I caporali da Torino a Nardò. Yvan Sagnet: «Il vino piemontese e i pomodori pugliesi rischiano di avere lo stesso gusto, quello di sfruttamento e schiavitù»

Lug 16, 2024 | Blog NoCap, Servizi Stampa Italia

L’uomo che in Puglia guidò il primo sciopero contro i caporali: «Nord e sud? Nessuna distanza, stesso sfruttamento» 

Sfruttamento dei caporali da Torino a Nardò. Yvan Sagnet: «Il vino piemontese e i pomodori pugliese rischiano di avere lo stesso gusto, quello della schiavitù»     

Yvan Sagnet mentre riceve un riconoscimento dal presidente Mattarella

«Il vino delle Langhe rischia di avere lo stesso sapore che hanno a volte i pomodori pugliesi: il gusto è quello dello sfruttamento e della schiavitù». Yvan Sagnet è stato il primo a dire basta. Originario del Camerun, è arrivato in Italia a 23 anni. «A Torino, per frequentare il Politecnico. Avevo vinto una borsa di studio che, però, a un certo punto non mi venne rinnovata. Decisi di andare in Puglia a lavorare, era l’estate del 2011. Sono diventato un bracciante, raccoglievo pomodori».

Yvan Sagnet ha vissuto lo sfruttamento sulla propria pelle e si è fatto portavoce di una protesta che ha rappresentato l’inizio della lotta al caporalato in Italia. «Sono stato alla guida dello sciopero della masseria Boncuri, che portò all’introduzione del reato del caporalato».

Da Politecnico di Torino ai campi Nardò: che mondo ha conosciuto?

«Quello dello sfruttamento. Si lavorava 10-12 ore sotto il sole, con temperature che raggiungevano i 44 gradi. La paga era di soli 20 euro al giorno. Non potevamo permetterci neanche un tetto sopra la testa. Vivevamo in una specie di ghetto: una baraccopoli costruita attorno ai campi».

Quando ha deciso di ribellarsi?

«Ho detto basta nel momento in cui un bracciante è svenuto a causa del caldo. Era stremato. Volevamo portarlo in ospedale ma il caporale ci disse: “Va bene, ma mi date 20 euro per il trasporto”. Non potevamo permettercelo, quindi lo portammo nel ghetto. Fortunatamente si risvegliò. Il giorno dopo il caporale decise di pagarci non più a ore ma in base ai chili di pomodori che potevamo raccogliere. In questo modo avremmo guadagnato ancora di meno».

Ha dato il via alla mobilitazione, seguito da altri 40 braccianti. Subì ripercussioni?

«Un caporale mi minacciò con un coltello, dicendomi di tornarmene a Torino. Non mi fermai: in gioco c’era la nostra dignità e quella di chi sarebbe arrivato dopo. La rivolta portò alla legge nazionale per il contrasto al fenomeno del caporalato».

Problema proposto 1 → Mostra ogni riga delle voci in cui compare la parola "hand", tenendo conto di maiuscole e minuscole.
Il testo e le voci non hanno alcun legame tra loro.

(Voci di etichettatura per la segmentazione)

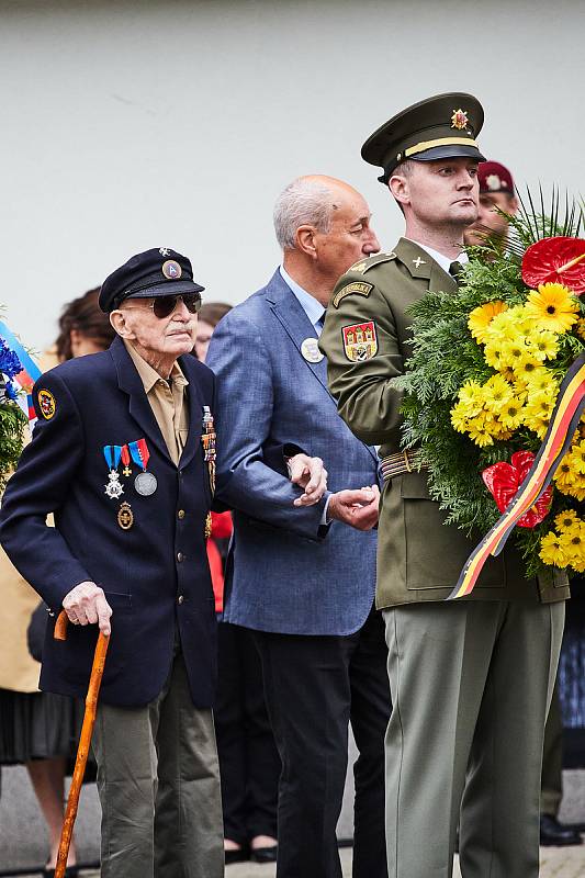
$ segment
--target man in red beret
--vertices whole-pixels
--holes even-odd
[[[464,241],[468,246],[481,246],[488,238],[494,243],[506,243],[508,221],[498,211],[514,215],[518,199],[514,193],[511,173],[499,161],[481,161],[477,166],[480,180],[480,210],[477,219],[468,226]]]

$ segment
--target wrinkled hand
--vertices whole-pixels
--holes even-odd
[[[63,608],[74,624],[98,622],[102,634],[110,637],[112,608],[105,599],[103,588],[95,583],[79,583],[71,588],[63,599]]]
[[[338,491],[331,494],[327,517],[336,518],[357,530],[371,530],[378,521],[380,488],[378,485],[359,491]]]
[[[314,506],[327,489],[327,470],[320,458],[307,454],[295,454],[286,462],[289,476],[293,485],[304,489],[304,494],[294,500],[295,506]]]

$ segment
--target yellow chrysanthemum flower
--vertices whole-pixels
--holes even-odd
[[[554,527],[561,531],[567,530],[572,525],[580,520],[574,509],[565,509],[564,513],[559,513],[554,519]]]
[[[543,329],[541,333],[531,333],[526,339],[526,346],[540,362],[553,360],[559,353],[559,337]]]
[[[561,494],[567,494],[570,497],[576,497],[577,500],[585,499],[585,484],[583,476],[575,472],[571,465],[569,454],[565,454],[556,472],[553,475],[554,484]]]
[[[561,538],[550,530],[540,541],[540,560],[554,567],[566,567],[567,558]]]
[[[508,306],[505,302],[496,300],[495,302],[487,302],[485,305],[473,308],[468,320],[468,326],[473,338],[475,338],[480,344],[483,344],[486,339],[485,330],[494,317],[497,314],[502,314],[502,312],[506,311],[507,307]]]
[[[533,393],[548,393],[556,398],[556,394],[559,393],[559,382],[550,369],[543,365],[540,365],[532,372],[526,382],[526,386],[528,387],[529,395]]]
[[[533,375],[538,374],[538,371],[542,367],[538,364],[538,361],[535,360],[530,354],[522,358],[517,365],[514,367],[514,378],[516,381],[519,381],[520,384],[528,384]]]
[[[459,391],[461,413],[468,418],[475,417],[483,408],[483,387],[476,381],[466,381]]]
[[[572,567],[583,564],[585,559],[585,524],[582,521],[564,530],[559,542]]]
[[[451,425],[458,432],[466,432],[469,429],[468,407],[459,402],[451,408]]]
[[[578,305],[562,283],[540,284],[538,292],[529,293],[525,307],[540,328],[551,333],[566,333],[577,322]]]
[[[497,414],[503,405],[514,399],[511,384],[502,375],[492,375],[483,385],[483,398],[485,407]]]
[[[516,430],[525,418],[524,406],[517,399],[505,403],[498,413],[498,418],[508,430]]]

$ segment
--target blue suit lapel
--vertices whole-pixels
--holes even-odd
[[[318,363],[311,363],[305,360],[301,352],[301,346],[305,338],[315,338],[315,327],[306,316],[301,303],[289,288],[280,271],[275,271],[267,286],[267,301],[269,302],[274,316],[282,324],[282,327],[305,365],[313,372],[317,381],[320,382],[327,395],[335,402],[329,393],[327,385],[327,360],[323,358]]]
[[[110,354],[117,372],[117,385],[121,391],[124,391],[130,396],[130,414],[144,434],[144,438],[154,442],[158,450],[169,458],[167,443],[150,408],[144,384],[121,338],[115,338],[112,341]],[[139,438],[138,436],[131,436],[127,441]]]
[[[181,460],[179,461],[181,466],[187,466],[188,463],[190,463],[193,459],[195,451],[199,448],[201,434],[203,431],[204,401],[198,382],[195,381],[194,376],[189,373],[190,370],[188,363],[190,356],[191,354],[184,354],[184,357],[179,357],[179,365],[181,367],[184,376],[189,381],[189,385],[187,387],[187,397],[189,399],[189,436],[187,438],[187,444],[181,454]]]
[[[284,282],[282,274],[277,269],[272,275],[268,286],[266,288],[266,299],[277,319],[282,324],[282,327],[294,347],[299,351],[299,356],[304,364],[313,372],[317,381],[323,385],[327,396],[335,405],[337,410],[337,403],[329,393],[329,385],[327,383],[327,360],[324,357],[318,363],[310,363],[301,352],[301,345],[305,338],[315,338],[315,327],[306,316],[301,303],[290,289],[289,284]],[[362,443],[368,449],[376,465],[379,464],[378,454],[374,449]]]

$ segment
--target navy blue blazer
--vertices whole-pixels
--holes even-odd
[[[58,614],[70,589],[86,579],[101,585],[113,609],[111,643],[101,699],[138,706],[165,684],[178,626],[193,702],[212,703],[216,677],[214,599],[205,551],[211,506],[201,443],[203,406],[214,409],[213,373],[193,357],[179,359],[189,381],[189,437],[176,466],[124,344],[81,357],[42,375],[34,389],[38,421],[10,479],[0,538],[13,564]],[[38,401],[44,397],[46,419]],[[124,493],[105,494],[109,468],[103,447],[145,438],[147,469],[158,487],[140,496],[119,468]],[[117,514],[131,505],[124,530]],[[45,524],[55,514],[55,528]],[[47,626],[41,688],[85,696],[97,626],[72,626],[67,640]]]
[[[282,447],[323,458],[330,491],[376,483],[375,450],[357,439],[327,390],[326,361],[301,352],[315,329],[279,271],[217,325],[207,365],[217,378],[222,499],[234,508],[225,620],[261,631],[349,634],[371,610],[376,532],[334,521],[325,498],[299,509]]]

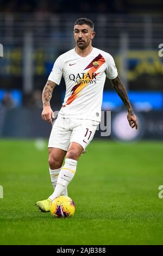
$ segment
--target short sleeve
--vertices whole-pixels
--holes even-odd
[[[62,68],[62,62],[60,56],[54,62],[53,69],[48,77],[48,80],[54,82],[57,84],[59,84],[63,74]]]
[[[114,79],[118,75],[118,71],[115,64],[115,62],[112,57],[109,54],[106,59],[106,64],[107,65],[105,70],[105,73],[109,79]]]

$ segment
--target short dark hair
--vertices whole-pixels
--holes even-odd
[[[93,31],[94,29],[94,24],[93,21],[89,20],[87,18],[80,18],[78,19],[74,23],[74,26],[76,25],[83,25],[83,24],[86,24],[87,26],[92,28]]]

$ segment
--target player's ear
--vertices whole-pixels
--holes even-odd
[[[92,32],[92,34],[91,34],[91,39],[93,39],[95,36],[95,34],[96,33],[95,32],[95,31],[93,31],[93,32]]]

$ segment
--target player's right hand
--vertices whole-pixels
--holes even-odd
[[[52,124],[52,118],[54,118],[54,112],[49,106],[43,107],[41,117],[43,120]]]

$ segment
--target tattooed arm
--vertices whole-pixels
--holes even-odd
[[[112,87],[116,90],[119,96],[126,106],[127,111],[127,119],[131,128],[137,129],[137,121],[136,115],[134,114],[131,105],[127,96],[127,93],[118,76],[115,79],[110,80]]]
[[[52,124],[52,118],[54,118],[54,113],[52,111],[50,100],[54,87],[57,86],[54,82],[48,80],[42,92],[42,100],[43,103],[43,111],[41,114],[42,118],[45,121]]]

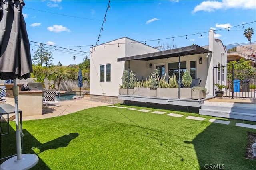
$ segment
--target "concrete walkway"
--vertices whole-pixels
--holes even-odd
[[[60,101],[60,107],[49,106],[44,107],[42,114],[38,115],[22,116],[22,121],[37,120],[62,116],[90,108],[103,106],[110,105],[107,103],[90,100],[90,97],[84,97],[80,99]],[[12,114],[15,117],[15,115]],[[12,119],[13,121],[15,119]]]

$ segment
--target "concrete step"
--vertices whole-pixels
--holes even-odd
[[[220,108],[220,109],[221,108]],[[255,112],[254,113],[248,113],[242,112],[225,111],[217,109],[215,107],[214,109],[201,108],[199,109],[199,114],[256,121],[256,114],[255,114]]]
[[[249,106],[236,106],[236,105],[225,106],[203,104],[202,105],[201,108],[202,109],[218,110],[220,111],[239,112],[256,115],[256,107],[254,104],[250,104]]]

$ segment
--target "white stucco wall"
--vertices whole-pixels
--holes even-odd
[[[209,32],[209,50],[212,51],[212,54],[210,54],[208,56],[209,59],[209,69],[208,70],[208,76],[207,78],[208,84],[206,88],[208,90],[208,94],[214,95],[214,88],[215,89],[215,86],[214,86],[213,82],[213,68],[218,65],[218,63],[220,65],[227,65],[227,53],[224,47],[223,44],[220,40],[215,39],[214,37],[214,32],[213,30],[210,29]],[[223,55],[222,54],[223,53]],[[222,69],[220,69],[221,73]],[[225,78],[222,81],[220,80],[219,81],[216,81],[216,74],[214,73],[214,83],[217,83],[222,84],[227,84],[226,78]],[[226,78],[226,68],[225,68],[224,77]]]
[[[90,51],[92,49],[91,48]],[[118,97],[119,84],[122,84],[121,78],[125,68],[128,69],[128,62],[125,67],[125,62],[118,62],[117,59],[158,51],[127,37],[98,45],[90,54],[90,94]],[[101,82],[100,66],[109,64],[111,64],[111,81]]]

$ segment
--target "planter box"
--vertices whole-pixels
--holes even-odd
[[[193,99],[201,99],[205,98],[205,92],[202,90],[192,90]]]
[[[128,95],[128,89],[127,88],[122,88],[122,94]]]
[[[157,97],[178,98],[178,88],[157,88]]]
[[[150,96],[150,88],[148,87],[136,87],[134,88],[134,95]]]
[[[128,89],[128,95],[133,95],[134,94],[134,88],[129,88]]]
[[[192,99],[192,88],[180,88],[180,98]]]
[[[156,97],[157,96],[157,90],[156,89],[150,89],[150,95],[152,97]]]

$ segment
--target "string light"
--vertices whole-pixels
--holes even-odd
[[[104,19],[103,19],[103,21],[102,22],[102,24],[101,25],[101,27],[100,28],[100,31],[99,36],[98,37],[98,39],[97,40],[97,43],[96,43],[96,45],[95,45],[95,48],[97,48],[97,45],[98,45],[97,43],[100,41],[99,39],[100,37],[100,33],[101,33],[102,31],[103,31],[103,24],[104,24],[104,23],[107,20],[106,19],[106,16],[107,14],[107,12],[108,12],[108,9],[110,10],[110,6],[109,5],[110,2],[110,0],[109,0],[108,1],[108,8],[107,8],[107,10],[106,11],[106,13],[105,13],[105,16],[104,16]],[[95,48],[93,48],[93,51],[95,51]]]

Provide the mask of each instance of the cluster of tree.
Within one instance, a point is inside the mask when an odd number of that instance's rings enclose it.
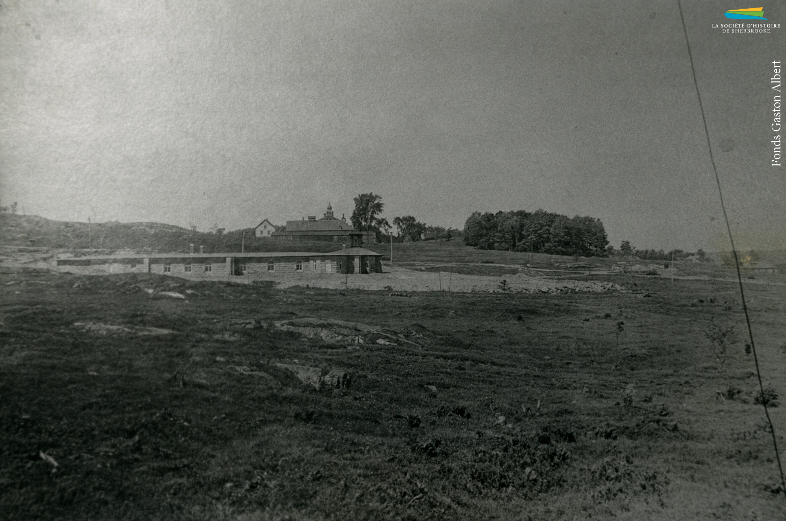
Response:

Problema proposto 2 → Secondo il testo sullo sfruttamento dei braccianti, a che età Yvan Sagnet è arrivato in Italia?

Risposta 1 →
--target wrinkled hand
--target player's right hand

Risposta 2 → Yvan Sagnet è arrivato in Italia a 23 anni.